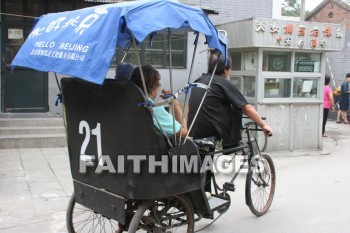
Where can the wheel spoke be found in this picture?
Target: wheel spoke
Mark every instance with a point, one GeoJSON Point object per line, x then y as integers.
{"type": "Point", "coordinates": [260, 185]}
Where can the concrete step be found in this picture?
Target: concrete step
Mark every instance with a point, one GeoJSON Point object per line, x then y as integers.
{"type": "Point", "coordinates": [32, 141]}
{"type": "Point", "coordinates": [30, 122]}
{"type": "Point", "coordinates": [28, 131]}
{"type": "Point", "coordinates": [32, 130]}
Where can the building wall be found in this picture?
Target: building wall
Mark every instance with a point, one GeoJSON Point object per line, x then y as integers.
{"type": "Point", "coordinates": [235, 10]}
{"type": "Point", "coordinates": [338, 61]}
{"type": "Point", "coordinates": [338, 15]}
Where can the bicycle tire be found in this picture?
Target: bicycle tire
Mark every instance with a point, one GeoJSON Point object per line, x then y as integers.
{"type": "Point", "coordinates": [259, 135]}
{"type": "Point", "coordinates": [260, 184]}
{"type": "Point", "coordinates": [81, 219]}
{"type": "Point", "coordinates": [163, 214]}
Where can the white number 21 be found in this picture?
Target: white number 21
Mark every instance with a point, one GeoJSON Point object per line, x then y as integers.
{"type": "Point", "coordinates": [97, 132]}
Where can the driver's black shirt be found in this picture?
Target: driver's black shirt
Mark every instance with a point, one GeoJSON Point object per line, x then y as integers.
{"type": "Point", "coordinates": [220, 114]}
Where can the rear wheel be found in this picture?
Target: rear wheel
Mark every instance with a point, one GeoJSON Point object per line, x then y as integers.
{"type": "Point", "coordinates": [260, 184]}
{"type": "Point", "coordinates": [80, 219]}
{"type": "Point", "coordinates": [170, 214]}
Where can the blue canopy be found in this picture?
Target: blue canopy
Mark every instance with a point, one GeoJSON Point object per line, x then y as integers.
{"type": "Point", "coordinates": [82, 43]}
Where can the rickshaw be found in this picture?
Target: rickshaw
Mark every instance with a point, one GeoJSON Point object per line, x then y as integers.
{"type": "Point", "coordinates": [128, 176]}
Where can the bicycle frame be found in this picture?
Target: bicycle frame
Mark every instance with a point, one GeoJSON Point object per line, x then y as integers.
{"type": "Point", "coordinates": [253, 148]}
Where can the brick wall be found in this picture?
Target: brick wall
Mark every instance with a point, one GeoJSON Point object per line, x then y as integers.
{"type": "Point", "coordinates": [332, 13]}
{"type": "Point", "coordinates": [230, 10]}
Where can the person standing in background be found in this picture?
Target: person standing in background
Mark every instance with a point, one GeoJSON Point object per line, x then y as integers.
{"type": "Point", "coordinates": [344, 100]}
{"type": "Point", "coordinates": [328, 103]}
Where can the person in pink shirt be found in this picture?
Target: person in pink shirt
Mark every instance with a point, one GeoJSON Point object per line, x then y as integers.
{"type": "Point", "coordinates": [328, 102]}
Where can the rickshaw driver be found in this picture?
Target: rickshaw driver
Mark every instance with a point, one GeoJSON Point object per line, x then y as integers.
{"type": "Point", "coordinates": [221, 112]}
{"type": "Point", "coordinates": [152, 80]}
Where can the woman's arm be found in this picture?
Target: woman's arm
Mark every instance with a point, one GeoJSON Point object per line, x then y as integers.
{"type": "Point", "coordinates": [330, 96]}
{"type": "Point", "coordinates": [178, 118]}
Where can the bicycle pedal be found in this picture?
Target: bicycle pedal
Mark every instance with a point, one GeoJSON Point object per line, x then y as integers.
{"type": "Point", "coordinates": [229, 187]}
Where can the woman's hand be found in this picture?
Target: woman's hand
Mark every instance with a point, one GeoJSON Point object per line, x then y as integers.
{"type": "Point", "coordinates": [164, 93]}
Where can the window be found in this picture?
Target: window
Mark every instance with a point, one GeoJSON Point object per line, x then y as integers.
{"type": "Point", "coordinates": [36, 8]}
{"type": "Point", "coordinates": [13, 7]}
{"type": "Point", "coordinates": [156, 53]}
{"type": "Point", "coordinates": [277, 61]}
{"type": "Point", "coordinates": [236, 61]}
{"type": "Point", "coordinates": [250, 61]}
{"type": "Point", "coordinates": [307, 62]}
{"type": "Point", "coordinates": [305, 88]}
{"type": "Point", "coordinates": [245, 84]}
{"type": "Point", "coordinates": [277, 88]}
{"type": "Point", "coordinates": [249, 86]}
{"type": "Point", "coordinates": [237, 81]}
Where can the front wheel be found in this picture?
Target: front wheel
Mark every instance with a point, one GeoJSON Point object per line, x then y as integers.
{"type": "Point", "coordinates": [169, 214]}
{"type": "Point", "coordinates": [82, 219]}
{"type": "Point", "coordinates": [260, 184]}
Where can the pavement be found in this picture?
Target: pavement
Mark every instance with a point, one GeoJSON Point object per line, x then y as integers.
{"type": "Point", "coordinates": [35, 183]}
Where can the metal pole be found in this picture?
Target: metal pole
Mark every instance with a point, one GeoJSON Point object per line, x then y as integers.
{"type": "Point", "coordinates": [302, 10]}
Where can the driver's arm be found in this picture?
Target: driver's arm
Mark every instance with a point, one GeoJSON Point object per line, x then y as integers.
{"type": "Point", "coordinates": [254, 115]}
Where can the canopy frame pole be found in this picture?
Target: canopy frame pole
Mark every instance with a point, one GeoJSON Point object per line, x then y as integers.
{"type": "Point", "coordinates": [188, 82]}
{"type": "Point", "coordinates": [171, 83]}
{"type": "Point", "coordinates": [205, 94]}
{"type": "Point", "coordinates": [126, 52]}
{"type": "Point", "coordinates": [145, 89]}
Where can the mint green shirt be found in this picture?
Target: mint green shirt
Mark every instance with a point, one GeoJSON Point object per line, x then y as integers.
{"type": "Point", "coordinates": [165, 120]}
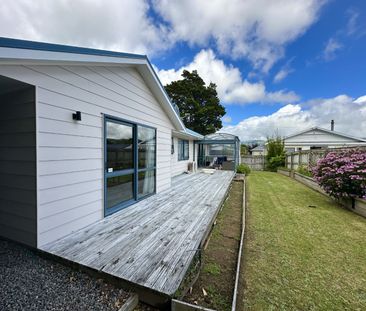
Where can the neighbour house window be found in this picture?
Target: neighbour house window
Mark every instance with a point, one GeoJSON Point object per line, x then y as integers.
{"type": "Point", "coordinates": [183, 150]}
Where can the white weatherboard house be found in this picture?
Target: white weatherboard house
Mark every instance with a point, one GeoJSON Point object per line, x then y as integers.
{"type": "Point", "coordinates": [320, 138]}
{"type": "Point", "coordinates": [83, 133]}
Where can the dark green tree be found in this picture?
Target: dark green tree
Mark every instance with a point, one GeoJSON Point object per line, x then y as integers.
{"type": "Point", "coordinates": [199, 105]}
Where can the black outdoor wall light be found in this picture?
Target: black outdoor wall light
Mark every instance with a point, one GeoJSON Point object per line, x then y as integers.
{"type": "Point", "coordinates": [76, 116]}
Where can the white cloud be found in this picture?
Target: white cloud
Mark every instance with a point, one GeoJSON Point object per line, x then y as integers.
{"type": "Point", "coordinates": [254, 29]}
{"type": "Point", "coordinates": [331, 48]}
{"type": "Point", "coordinates": [231, 87]}
{"type": "Point", "coordinates": [283, 72]}
{"type": "Point", "coordinates": [257, 30]}
{"type": "Point", "coordinates": [117, 24]}
{"type": "Point", "coordinates": [349, 116]}
{"type": "Point", "coordinates": [226, 119]}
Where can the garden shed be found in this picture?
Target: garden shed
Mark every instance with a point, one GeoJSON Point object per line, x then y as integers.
{"type": "Point", "coordinates": [219, 150]}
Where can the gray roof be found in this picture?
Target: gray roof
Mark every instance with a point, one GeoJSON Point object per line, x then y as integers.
{"type": "Point", "coordinates": [327, 131]}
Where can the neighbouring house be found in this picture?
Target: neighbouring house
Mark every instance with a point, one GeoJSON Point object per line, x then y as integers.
{"type": "Point", "coordinates": [219, 150]}
{"type": "Point", "coordinates": [84, 133]}
{"type": "Point", "coordinates": [320, 138]}
{"type": "Point", "coordinates": [259, 151]}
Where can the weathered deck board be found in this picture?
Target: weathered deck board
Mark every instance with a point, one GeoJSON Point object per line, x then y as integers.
{"type": "Point", "coordinates": [152, 242]}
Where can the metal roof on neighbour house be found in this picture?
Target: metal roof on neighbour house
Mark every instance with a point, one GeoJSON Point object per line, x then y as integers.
{"type": "Point", "coordinates": [34, 52]}
{"type": "Point", "coordinates": [327, 131]}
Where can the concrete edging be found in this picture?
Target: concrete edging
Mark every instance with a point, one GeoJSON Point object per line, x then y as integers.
{"type": "Point", "coordinates": [238, 264]}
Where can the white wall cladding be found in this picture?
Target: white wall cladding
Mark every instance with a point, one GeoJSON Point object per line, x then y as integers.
{"type": "Point", "coordinates": [70, 154]}
{"type": "Point", "coordinates": [178, 167]}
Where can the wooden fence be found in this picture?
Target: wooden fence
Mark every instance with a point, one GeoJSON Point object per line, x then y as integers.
{"type": "Point", "coordinates": [309, 158]}
{"type": "Point", "coordinates": [256, 163]}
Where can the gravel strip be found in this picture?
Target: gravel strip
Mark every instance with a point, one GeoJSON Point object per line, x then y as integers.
{"type": "Point", "coordinates": [30, 282]}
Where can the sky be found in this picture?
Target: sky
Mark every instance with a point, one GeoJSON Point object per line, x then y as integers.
{"type": "Point", "coordinates": [280, 66]}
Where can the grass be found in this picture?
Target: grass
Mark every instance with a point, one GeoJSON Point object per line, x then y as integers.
{"type": "Point", "coordinates": [212, 268]}
{"type": "Point", "coordinates": [299, 257]}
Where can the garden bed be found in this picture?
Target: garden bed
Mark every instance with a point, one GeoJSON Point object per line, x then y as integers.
{"type": "Point", "coordinates": [215, 284]}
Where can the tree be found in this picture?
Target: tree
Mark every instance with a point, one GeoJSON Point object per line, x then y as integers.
{"type": "Point", "coordinates": [342, 174]}
{"type": "Point", "coordinates": [243, 149]}
{"type": "Point", "coordinates": [199, 105]}
{"type": "Point", "coordinates": [275, 153]}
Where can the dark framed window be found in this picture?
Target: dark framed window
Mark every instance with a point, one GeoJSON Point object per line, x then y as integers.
{"type": "Point", "coordinates": [183, 150]}
{"type": "Point", "coordinates": [130, 163]}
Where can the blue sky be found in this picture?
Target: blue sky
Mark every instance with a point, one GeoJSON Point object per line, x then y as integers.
{"type": "Point", "coordinates": [280, 66]}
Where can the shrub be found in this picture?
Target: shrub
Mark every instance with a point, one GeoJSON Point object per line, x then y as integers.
{"type": "Point", "coordinates": [243, 169]}
{"type": "Point", "coordinates": [342, 174]}
{"type": "Point", "coordinates": [303, 170]}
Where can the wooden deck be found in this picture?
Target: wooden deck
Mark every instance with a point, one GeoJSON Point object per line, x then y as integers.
{"type": "Point", "coordinates": [153, 242]}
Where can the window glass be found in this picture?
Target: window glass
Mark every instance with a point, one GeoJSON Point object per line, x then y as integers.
{"type": "Point", "coordinates": [146, 182]}
{"type": "Point", "coordinates": [120, 147]}
{"type": "Point", "coordinates": [119, 189]}
{"type": "Point", "coordinates": [147, 147]}
{"type": "Point", "coordinates": [183, 149]}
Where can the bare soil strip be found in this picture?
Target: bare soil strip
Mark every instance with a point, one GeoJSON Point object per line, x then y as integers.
{"type": "Point", "coordinates": [215, 284]}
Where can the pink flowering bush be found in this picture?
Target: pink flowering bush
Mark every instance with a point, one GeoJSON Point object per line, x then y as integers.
{"type": "Point", "coordinates": [342, 174]}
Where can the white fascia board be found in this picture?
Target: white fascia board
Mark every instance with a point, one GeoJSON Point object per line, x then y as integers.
{"type": "Point", "coordinates": [185, 135]}
{"type": "Point", "coordinates": [157, 88]}
{"type": "Point", "coordinates": [13, 56]}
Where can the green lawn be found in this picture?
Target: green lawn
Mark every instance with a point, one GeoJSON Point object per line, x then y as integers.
{"type": "Point", "coordinates": [299, 257]}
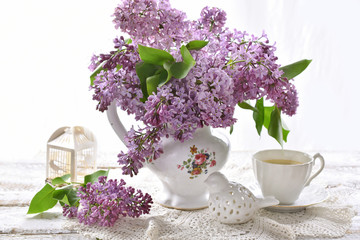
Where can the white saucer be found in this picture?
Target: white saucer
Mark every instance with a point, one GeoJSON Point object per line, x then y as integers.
{"type": "Point", "coordinates": [311, 195]}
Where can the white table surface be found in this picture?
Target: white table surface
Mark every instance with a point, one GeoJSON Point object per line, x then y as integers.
{"type": "Point", "coordinates": [19, 181]}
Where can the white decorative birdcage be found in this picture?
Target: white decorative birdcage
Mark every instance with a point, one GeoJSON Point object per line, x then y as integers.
{"type": "Point", "coordinates": [71, 150]}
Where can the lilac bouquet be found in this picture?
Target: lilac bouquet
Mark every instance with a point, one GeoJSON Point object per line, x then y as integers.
{"type": "Point", "coordinates": [177, 75]}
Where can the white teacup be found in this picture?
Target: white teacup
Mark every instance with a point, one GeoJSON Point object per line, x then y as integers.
{"type": "Point", "coordinates": [284, 173]}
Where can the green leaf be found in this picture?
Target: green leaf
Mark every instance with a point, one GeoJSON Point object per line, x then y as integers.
{"type": "Point", "coordinates": [275, 126]}
{"type": "Point", "coordinates": [294, 69]}
{"type": "Point", "coordinates": [42, 200]}
{"type": "Point", "coordinates": [154, 56]}
{"type": "Point", "coordinates": [66, 195]}
{"type": "Point", "coordinates": [94, 74]}
{"type": "Point", "coordinates": [267, 115]}
{"type": "Point", "coordinates": [145, 70]}
{"type": "Point", "coordinates": [258, 115]}
{"type": "Point", "coordinates": [60, 180]}
{"type": "Point", "coordinates": [154, 81]}
{"type": "Point", "coordinates": [181, 69]}
{"type": "Point", "coordinates": [187, 58]}
{"type": "Point", "coordinates": [196, 44]}
{"type": "Point", "coordinates": [94, 176]}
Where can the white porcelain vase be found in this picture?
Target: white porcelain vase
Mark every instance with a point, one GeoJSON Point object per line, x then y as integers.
{"type": "Point", "coordinates": [183, 167]}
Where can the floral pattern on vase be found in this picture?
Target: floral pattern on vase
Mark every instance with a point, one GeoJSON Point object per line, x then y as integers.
{"type": "Point", "coordinates": [198, 162]}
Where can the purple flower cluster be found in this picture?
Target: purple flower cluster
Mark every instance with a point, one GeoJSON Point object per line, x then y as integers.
{"type": "Point", "coordinates": [103, 202]}
{"type": "Point", "coordinates": [70, 212]}
{"type": "Point", "coordinates": [232, 68]}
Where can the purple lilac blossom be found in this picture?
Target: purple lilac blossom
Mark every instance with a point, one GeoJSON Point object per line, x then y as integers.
{"type": "Point", "coordinates": [70, 212]}
{"type": "Point", "coordinates": [103, 202]}
{"type": "Point", "coordinates": [232, 68]}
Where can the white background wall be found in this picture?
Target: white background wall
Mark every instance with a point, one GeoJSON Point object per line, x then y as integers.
{"type": "Point", "coordinates": [45, 49]}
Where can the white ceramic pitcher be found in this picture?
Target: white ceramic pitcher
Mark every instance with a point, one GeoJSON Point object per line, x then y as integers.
{"type": "Point", "coordinates": [183, 167]}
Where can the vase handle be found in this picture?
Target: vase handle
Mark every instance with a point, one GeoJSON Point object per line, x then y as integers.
{"type": "Point", "coordinates": [115, 122]}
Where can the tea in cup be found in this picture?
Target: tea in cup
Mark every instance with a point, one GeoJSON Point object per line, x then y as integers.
{"type": "Point", "coordinates": [284, 173]}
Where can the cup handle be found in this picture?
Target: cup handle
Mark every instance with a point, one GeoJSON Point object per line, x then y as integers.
{"type": "Point", "coordinates": [322, 162]}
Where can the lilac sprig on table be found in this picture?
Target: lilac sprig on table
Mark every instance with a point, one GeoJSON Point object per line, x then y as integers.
{"type": "Point", "coordinates": [177, 75]}
{"type": "Point", "coordinates": [104, 201]}
{"type": "Point", "coordinates": [97, 201]}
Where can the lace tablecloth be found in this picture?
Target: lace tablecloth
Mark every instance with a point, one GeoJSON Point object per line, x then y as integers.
{"type": "Point", "coordinates": [330, 219]}
{"type": "Point", "coordinates": [337, 216]}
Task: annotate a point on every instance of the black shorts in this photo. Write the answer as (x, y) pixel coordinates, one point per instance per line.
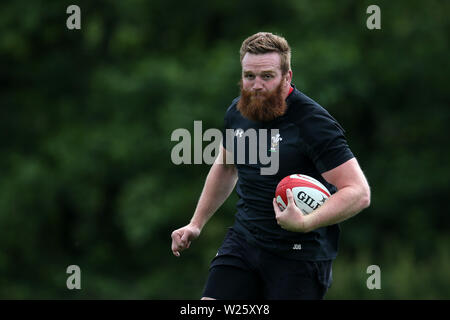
(242, 271)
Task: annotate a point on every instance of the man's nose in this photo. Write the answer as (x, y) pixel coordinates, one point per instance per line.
(257, 84)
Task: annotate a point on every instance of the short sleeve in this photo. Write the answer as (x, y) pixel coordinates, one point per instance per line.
(325, 141)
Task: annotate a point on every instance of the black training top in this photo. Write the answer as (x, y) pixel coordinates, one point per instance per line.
(310, 142)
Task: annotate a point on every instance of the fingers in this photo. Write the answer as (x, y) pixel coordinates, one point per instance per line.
(290, 197)
(177, 243)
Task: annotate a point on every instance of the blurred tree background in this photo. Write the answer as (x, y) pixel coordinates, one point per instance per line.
(86, 118)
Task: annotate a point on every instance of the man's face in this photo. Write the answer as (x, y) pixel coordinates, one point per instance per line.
(261, 73)
(263, 87)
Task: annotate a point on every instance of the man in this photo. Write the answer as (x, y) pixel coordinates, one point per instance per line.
(268, 253)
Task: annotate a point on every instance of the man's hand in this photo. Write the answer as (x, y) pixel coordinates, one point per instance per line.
(181, 238)
(291, 218)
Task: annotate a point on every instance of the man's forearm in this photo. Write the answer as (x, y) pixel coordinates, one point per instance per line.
(341, 206)
(219, 184)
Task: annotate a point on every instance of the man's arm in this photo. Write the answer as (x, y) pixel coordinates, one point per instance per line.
(218, 186)
(353, 195)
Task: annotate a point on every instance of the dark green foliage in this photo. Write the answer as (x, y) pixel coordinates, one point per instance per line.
(86, 118)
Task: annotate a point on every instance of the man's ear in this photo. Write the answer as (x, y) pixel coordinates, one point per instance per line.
(288, 76)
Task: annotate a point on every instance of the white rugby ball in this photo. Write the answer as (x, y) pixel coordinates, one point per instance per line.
(309, 194)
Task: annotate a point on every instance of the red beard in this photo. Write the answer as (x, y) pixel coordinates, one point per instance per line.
(262, 106)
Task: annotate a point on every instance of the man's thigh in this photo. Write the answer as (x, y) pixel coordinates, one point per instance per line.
(227, 282)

## [Action item]
The line containing "Target: rear wheel" marks the end: retype every line from the first one in the listing up to and including it, without pictures.

## [Your response]
Where can the wheel spoke be found in this picture?
Target: wheel spoke
Mark every instance with a point, one GeoJSON Point object per line, x then y as integers.
{"type": "Point", "coordinates": [260, 185]}
Where can the concrete step be found in this picture?
Target: concrete step
Mark every instance with a point, one GeoJSON Point object per line, x then y as integers.
{"type": "Point", "coordinates": [32, 141]}
{"type": "Point", "coordinates": [30, 122]}
{"type": "Point", "coordinates": [28, 131]}
{"type": "Point", "coordinates": [32, 130]}
Where can the building wall be found in this picture?
Target: building wall
Mark every instance with a point, one GeoJSON Point object per line, x then y as integers.
{"type": "Point", "coordinates": [235, 10]}
{"type": "Point", "coordinates": [338, 61]}
{"type": "Point", "coordinates": [338, 15]}
Where can the bicycle tire be found in this picture?
Target: bicycle tire
Mark every instance with a point, one GeoJSON Point object per line, x then y as integers.
{"type": "Point", "coordinates": [259, 135]}
{"type": "Point", "coordinates": [260, 184]}
{"type": "Point", "coordinates": [81, 219]}
{"type": "Point", "coordinates": [163, 214]}
Where can the white number 21 be found in this picture?
Target: white number 21
Mark every instance with a point, one GeoJSON Point object per line, x then y as integers.
{"type": "Point", "coordinates": [97, 132]}
Where can the driver's black shirt be found in this picture?
Target: driver's black shirt
Mark every instance with a point, one GeoJSON Point object per line, x then y as integers.
{"type": "Point", "coordinates": [220, 114]}
Where can the rear wheel be found in this picture?
Target: rear wheel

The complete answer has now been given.